WRITTEN TASK: Return each line of the items below that contains the string "chimney". Matching is case-sensitive.

DATA FOR THIS EXERCISE:

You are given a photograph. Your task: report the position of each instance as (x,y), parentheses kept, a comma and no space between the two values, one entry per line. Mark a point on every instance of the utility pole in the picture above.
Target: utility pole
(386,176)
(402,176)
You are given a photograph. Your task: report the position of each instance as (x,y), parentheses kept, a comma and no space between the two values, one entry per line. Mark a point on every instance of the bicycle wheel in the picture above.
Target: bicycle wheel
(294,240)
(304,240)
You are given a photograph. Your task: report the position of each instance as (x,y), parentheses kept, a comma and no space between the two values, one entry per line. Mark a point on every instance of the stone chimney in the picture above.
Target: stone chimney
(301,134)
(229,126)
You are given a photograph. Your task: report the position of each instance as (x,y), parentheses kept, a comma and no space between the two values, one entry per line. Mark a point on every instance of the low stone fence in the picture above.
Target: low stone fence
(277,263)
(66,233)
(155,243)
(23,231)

* * *

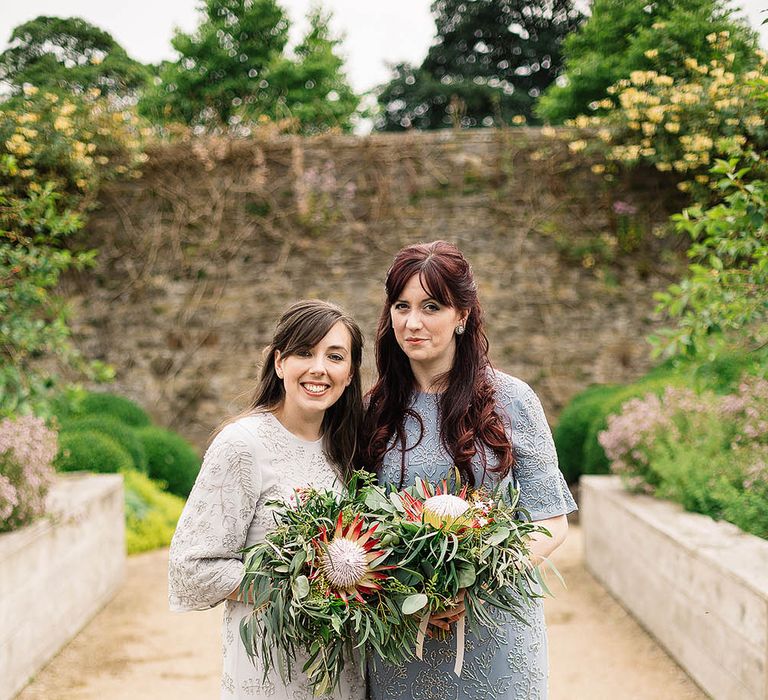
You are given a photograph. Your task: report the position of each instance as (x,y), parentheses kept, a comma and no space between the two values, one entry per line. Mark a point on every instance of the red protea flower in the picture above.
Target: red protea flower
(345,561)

ANSWER IN FULL:
You are given a photograph. Your task: report the position of each instance as (x,y), parentheses kept, a comma and no space between the two values, one entry per line. Mark a point on every instance of the stone chimney in the picture above.
Target: stone chimney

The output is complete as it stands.